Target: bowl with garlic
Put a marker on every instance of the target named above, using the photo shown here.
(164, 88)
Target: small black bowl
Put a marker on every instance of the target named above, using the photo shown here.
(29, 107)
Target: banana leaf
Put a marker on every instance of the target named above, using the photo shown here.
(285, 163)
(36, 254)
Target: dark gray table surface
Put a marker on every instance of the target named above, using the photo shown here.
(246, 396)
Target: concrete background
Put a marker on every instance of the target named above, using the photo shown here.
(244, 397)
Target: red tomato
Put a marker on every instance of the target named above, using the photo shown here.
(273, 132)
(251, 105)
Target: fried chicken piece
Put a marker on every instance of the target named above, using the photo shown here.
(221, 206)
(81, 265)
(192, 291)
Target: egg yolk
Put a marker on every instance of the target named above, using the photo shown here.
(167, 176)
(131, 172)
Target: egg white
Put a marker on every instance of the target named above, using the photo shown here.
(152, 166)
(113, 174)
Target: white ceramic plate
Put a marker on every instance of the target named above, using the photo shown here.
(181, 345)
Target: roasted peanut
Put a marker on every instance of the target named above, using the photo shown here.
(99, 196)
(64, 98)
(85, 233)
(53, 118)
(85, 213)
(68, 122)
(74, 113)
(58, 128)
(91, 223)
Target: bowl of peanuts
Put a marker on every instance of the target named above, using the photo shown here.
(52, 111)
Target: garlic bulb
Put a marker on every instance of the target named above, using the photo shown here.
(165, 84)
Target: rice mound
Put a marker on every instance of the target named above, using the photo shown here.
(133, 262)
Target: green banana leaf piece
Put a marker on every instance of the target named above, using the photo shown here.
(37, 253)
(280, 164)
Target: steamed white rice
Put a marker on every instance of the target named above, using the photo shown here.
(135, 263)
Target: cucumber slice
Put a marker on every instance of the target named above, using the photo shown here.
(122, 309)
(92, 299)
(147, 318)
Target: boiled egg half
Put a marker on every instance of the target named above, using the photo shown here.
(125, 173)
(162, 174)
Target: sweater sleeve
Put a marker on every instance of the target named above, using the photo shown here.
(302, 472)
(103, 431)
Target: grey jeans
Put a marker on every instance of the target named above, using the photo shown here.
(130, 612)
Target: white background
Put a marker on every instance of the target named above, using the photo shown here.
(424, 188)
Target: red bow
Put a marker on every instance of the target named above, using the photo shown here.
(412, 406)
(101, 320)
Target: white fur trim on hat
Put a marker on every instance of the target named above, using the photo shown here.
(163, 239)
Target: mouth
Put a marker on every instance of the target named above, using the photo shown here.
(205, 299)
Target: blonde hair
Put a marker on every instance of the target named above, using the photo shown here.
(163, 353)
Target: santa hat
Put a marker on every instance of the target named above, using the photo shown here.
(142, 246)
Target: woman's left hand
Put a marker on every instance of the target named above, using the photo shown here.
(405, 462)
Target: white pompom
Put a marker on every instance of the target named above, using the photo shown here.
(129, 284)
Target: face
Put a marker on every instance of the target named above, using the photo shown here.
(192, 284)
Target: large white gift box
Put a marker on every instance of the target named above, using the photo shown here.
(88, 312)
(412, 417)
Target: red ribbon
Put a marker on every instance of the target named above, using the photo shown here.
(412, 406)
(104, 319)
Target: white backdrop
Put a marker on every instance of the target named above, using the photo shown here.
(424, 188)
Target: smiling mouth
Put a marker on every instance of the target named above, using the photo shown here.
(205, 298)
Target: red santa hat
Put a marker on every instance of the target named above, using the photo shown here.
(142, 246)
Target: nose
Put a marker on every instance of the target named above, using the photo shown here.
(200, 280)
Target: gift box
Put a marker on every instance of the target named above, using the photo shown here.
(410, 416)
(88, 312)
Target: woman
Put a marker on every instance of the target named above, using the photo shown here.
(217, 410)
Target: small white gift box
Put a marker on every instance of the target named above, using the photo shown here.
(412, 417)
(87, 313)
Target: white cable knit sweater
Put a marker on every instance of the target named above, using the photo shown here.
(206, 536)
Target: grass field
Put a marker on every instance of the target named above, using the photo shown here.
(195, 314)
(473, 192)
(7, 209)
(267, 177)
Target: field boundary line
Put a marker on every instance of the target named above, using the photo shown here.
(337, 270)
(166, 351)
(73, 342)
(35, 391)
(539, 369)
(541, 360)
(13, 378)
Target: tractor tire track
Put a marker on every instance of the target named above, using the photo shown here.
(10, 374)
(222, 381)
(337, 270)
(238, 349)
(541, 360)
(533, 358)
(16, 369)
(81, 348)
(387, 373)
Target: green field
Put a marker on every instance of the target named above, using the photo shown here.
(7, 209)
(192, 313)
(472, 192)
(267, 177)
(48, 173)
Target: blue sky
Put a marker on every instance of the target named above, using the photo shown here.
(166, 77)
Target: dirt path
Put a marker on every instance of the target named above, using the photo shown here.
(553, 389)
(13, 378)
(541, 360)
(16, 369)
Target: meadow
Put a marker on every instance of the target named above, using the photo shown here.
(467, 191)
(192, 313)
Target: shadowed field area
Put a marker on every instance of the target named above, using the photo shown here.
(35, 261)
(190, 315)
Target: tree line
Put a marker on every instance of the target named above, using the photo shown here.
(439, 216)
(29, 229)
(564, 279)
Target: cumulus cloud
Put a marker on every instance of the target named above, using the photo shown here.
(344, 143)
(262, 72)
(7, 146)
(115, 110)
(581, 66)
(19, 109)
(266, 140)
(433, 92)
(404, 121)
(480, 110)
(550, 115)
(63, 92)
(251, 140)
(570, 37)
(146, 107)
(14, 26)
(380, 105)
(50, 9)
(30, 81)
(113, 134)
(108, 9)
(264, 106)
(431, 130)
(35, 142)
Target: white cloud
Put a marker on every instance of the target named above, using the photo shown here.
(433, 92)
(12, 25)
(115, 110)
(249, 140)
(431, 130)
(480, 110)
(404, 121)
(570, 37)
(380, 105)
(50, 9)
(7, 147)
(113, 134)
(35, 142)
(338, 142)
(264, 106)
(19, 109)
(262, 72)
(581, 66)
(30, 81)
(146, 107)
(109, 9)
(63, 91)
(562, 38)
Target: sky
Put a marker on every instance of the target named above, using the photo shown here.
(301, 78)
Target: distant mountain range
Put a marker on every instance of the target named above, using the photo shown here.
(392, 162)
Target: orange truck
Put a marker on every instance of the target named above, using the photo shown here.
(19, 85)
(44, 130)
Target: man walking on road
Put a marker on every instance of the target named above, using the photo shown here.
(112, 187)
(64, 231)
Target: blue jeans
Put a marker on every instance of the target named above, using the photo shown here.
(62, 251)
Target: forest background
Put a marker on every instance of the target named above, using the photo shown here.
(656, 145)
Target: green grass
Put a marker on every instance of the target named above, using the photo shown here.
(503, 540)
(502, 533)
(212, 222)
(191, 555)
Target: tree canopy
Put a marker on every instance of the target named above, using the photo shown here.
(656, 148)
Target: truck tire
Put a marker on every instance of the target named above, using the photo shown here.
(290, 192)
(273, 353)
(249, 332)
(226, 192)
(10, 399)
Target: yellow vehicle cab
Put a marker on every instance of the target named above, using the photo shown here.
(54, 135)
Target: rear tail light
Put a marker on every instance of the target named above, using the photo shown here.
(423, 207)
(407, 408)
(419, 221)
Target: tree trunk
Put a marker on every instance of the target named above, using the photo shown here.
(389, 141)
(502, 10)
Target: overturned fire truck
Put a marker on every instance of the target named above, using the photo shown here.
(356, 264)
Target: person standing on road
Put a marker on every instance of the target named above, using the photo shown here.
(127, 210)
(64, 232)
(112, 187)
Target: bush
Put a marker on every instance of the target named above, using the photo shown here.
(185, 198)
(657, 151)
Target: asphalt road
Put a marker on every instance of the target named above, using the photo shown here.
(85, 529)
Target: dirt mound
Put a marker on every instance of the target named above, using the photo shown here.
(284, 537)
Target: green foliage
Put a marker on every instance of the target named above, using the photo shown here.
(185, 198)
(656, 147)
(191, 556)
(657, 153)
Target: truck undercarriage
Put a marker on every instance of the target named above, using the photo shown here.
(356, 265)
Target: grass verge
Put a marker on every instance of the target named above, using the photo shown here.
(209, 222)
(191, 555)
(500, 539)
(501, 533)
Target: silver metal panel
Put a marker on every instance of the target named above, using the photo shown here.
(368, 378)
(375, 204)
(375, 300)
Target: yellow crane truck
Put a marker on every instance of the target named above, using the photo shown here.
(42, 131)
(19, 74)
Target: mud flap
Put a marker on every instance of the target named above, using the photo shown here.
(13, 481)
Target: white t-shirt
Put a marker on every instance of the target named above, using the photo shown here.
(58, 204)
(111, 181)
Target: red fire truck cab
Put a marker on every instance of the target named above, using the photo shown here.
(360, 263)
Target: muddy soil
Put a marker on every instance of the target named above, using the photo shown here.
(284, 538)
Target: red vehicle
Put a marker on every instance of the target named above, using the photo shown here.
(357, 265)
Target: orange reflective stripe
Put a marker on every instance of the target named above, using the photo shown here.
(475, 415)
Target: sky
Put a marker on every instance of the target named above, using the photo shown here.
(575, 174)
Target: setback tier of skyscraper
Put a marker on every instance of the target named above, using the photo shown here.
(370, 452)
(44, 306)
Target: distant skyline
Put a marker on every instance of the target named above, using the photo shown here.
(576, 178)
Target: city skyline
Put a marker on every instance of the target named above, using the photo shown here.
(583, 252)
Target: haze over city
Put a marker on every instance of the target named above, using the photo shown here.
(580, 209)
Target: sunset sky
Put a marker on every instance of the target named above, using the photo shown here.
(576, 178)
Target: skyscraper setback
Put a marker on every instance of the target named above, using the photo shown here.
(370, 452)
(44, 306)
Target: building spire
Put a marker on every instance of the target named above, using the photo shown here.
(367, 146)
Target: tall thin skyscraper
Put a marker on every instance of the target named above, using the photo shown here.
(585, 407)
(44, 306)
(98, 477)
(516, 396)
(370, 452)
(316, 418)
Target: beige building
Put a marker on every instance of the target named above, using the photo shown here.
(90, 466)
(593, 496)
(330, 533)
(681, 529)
------------------------------
◆ **Your instructions**
Locate the line that contains "Target: skyscraper setback", then please quote it and every line after it to the end of the entries above, exactly and with nothing else.

◆ **Result for this task**
Target: skyscraper setback
Put a marker on every instance of the target named above, using the photo shown here.
(370, 452)
(44, 306)
Target: building spire
Put a marker on every instance of the target named above, using the photo shown here.
(367, 146)
Target: tall thin skyscraper
Put a marker on every instance of the target named above, using the photo shown here.
(585, 407)
(44, 306)
(98, 477)
(516, 396)
(370, 452)
(316, 418)
Target: beige building
Put a marker on every instance of the target named above, using the photo shown here.
(90, 466)
(593, 496)
(330, 533)
(681, 529)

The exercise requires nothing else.